AIM OF THE EXERCISE: Gather all lines in the entries below that include the word "green".
━━ DATA PROVIDED
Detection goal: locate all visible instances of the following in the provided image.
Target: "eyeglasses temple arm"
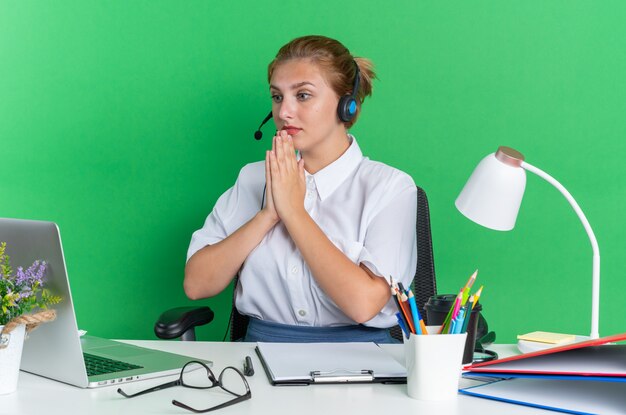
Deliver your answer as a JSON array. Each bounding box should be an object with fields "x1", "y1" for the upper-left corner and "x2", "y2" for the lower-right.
[
  {"x1": 117, "y1": 379, "x2": 181, "y2": 398},
  {"x1": 172, "y1": 391, "x2": 251, "y2": 413}
]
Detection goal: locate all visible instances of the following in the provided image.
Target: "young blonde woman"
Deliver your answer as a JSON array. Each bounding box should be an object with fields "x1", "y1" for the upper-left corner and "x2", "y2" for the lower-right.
[{"x1": 185, "y1": 35, "x2": 417, "y2": 343}]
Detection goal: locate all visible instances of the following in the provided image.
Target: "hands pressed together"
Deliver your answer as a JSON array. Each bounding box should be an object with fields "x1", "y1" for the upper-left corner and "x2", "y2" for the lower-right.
[{"x1": 263, "y1": 130, "x2": 307, "y2": 224}]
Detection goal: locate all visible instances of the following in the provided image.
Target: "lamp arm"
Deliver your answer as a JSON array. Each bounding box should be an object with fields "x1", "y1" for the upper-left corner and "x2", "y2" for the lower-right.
[{"x1": 521, "y1": 161, "x2": 600, "y2": 339}]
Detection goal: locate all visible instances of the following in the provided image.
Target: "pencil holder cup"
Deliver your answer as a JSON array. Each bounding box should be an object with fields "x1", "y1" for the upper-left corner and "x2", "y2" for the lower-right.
[
  {"x1": 404, "y1": 326, "x2": 467, "y2": 401},
  {"x1": 425, "y1": 294, "x2": 482, "y2": 364}
]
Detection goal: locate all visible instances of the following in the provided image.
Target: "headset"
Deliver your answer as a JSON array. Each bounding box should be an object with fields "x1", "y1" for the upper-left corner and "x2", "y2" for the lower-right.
[{"x1": 254, "y1": 60, "x2": 361, "y2": 140}]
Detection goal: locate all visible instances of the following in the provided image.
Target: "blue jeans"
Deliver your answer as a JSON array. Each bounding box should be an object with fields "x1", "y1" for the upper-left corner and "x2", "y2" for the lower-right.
[{"x1": 243, "y1": 317, "x2": 399, "y2": 344}]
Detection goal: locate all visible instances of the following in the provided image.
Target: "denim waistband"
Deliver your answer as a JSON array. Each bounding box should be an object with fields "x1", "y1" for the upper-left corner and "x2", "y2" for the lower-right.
[{"x1": 243, "y1": 317, "x2": 398, "y2": 344}]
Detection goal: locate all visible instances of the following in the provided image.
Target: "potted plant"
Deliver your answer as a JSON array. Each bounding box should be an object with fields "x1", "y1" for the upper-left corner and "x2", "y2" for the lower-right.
[{"x1": 0, "y1": 242, "x2": 61, "y2": 394}]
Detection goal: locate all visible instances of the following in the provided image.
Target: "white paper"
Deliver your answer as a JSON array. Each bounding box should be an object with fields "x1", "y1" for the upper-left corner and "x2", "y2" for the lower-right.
[{"x1": 256, "y1": 342, "x2": 406, "y2": 382}]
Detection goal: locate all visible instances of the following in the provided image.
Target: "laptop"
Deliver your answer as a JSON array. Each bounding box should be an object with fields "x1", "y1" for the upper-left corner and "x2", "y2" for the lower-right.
[{"x1": 0, "y1": 217, "x2": 210, "y2": 388}]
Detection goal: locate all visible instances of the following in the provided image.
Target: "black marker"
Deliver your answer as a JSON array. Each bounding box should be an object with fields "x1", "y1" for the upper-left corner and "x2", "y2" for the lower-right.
[{"x1": 244, "y1": 355, "x2": 254, "y2": 377}]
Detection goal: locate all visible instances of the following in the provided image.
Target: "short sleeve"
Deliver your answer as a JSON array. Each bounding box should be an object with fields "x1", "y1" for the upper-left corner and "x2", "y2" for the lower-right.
[
  {"x1": 358, "y1": 177, "x2": 417, "y2": 325},
  {"x1": 186, "y1": 162, "x2": 265, "y2": 262}
]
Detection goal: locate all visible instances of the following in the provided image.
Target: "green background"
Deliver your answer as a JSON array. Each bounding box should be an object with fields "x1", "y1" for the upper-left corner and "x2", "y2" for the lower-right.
[{"x1": 1, "y1": 1, "x2": 624, "y2": 343}]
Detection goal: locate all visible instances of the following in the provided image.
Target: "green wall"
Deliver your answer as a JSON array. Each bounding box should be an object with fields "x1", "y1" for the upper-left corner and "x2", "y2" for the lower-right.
[{"x1": 1, "y1": 1, "x2": 624, "y2": 343}]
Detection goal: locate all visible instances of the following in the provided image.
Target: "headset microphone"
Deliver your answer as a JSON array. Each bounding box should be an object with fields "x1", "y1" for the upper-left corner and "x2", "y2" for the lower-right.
[{"x1": 254, "y1": 111, "x2": 273, "y2": 140}]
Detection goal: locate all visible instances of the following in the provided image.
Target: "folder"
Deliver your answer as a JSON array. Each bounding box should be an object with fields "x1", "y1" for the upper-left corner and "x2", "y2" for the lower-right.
[
  {"x1": 465, "y1": 332, "x2": 626, "y2": 377},
  {"x1": 460, "y1": 377, "x2": 626, "y2": 415},
  {"x1": 459, "y1": 332, "x2": 626, "y2": 414},
  {"x1": 255, "y1": 342, "x2": 406, "y2": 385}
]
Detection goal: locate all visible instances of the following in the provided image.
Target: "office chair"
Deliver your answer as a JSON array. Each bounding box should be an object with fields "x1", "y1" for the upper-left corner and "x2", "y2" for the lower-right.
[{"x1": 154, "y1": 186, "x2": 437, "y2": 342}]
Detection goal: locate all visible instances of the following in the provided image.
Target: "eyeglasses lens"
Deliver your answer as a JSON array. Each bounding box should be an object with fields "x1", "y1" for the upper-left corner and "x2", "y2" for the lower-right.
[
  {"x1": 219, "y1": 367, "x2": 248, "y2": 396},
  {"x1": 181, "y1": 362, "x2": 216, "y2": 388}
]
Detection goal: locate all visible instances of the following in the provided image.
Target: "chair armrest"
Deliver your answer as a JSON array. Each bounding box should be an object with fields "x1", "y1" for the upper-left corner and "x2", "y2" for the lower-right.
[{"x1": 154, "y1": 306, "x2": 214, "y2": 340}]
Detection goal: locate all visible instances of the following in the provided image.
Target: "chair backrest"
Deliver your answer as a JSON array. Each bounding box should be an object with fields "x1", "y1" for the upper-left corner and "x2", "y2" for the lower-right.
[
  {"x1": 228, "y1": 185, "x2": 437, "y2": 342},
  {"x1": 388, "y1": 186, "x2": 437, "y2": 340},
  {"x1": 229, "y1": 278, "x2": 250, "y2": 342}
]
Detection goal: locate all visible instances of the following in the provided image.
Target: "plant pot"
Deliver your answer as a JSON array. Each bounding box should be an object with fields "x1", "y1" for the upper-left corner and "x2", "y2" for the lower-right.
[{"x1": 0, "y1": 323, "x2": 26, "y2": 395}]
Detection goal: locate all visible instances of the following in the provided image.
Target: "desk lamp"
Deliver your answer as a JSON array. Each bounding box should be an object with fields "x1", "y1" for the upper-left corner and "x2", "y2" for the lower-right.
[{"x1": 455, "y1": 146, "x2": 600, "y2": 342}]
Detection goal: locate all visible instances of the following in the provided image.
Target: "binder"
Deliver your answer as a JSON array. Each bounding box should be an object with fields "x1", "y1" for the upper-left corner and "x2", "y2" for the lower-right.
[
  {"x1": 255, "y1": 342, "x2": 407, "y2": 385},
  {"x1": 459, "y1": 332, "x2": 626, "y2": 414}
]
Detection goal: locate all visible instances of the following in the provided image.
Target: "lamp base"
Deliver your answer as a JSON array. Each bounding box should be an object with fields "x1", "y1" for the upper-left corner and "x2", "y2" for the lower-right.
[{"x1": 517, "y1": 335, "x2": 590, "y2": 354}]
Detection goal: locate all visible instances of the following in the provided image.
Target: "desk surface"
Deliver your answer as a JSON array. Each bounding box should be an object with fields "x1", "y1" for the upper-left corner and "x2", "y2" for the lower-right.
[{"x1": 2, "y1": 341, "x2": 551, "y2": 415}]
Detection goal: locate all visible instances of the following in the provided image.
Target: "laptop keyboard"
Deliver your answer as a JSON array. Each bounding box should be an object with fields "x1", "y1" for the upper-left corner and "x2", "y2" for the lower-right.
[{"x1": 83, "y1": 352, "x2": 144, "y2": 376}]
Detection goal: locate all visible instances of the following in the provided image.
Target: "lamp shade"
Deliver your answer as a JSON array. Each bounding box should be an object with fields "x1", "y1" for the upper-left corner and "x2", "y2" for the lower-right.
[{"x1": 455, "y1": 149, "x2": 526, "y2": 231}]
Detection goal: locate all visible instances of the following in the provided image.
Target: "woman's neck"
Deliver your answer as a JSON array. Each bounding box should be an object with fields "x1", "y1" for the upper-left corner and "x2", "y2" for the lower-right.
[{"x1": 301, "y1": 132, "x2": 351, "y2": 174}]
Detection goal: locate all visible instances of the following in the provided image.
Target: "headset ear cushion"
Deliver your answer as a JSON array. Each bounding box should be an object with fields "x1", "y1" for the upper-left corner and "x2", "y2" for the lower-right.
[{"x1": 337, "y1": 95, "x2": 357, "y2": 122}]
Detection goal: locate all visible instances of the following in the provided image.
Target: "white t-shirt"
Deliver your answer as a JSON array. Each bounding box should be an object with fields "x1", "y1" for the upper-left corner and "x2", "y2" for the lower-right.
[{"x1": 187, "y1": 135, "x2": 417, "y2": 328}]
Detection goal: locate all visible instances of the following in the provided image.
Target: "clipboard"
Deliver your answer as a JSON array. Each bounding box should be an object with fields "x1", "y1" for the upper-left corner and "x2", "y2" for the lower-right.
[{"x1": 255, "y1": 342, "x2": 407, "y2": 386}]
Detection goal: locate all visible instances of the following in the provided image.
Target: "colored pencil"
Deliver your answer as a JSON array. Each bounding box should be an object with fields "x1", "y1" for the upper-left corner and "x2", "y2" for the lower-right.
[
  {"x1": 398, "y1": 291, "x2": 417, "y2": 334},
  {"x1": 407, "y1": 291, "x2": 425, "y2": 335},
  {"x1": 471, "y1": 286, "x2": 483, "y2": 310}
]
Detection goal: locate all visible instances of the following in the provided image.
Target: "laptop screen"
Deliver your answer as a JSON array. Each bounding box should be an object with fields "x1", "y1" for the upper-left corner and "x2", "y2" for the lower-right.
[
  {"x1": 1, "y1": 217, "x2": 206, "y2": 389},
  {"x1": 0, "y1": 218, "x2": 89, "y2": 387}
]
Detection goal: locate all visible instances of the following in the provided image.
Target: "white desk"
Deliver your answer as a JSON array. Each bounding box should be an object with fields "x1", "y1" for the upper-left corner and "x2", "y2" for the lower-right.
[{"x1": 2, "y1": 341, "x2": 551, "y2": 415}]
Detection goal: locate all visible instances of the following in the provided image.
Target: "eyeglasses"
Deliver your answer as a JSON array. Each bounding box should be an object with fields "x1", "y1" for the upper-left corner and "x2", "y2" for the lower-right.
[{"x1": 117, "y1": 361, "x2": 251, "y2": 413}]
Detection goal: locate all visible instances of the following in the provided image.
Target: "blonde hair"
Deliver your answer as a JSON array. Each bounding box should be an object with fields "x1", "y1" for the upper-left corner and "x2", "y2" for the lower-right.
[{"x1": 268, "y1": 35, "x2": 375, "y2": 128}]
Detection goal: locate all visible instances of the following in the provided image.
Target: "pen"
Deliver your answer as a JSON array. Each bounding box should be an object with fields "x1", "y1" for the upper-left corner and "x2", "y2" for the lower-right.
[
  {"x1": 449, "y1": 318, "x2": 458, "y2": 335},
  {"x1": 395, "y1": 312, "x2": 410, "y2": 339},
  {"x1": 453, "y1": 307, "x2": 466, "y2": 334},
  {"x1": 244, "y1": 355, "x2": 254, "y2": 376}
]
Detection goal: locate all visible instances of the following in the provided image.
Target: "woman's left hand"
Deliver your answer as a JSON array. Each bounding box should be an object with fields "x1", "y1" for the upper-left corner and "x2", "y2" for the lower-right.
[{"x1": 268, "y1": 130, "x2": 306, "y2": 221}]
━━━━
SOLUTION BELOW:
Target: "green background"
Target: "green wall"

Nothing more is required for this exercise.